> **Задания для выполнения**:
**1)** Кем был Лапин, согласно тексту?
**2)** Воспроизведите фрагмент текста без изменений, начав с места, где стоят слова «Ратнер говорил об», и завершив словами «очень любил Лапин.».

Счастье наше, что отыскали в Москве Аркадия Ратнера, легенду советского телевидения. Человеку под 90, а память... Это не память, это какой-то механизм. У меня в 48 значительно слабее. Свои телеграм-каналы завели мы одновременно — только я тужусь, со скрежетом головных механизмов что-то припоминаю, а из Аркадия Фальковича прямо льется. Вся телевизионная жизнь Советского Союза. Кстати — рекомендую подписаться.
Ратнер говорил об Озерове, будто вчера попрощались. А завтра встретятся снова. Для нас, слушающих, Озеров на несколько часов оживал. Чувствовали интонацию, видели мимику.
— Я-то знаю, как было дело! — восклицает Ратнер. — Толкование всей этой истории неправильное!
— Так говорите же скорее. Пока не выветрилось.
— Озерова очень любил Лапин.
— Поясним для молодых — руководитель всего советского телевидения.
— Совершенно верно. Не знаю, смог ли с годами сам Лапин полюбить хоккей, но угождать Леониду Ильичу приходилось. Тот хоккей обожал. Приходилось и Лапину ходить на игры. Довольно часто бывал в Лужниках, сидел в ложе А. Отлично помню случай: играет ЦСКА, Озеров от бортика вел репортаж. Лапин на трибуне с народом. В этот день Корчной с Карповым доигрывали какой-то матч. Озерову в наушники говорят: так и так, наш Анатолий выиграл.

> **Исходные данные**:
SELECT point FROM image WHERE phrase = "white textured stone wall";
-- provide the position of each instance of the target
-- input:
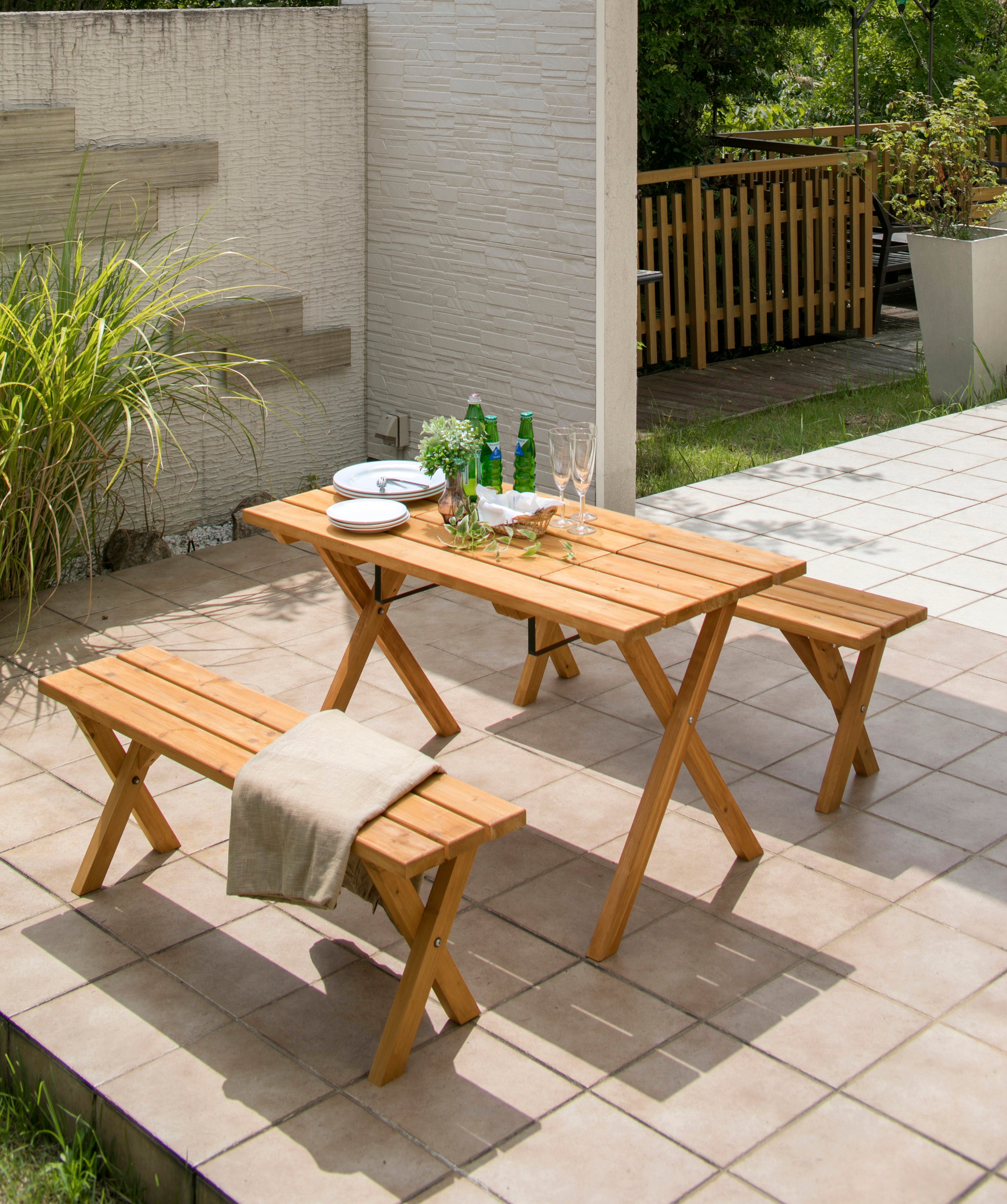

> **Ответы к заданиям**:
**1)** Руководителем всего советского телевидения.

**2)**
Ратнер говорил об Озерове, будто вчера попрощались. А завтра встретятся снова. Для нас, слушающих, Озеров на несколько часов оживал. Чувствовали интонацию, видели мимику.
— Я-то знаю, как было дело! — восклицает Ратнер. — Толкование всей этой истории неправильное!
— Так говорите же скорее. Пока не выветрилось.
— Озерова очень любил Лапин.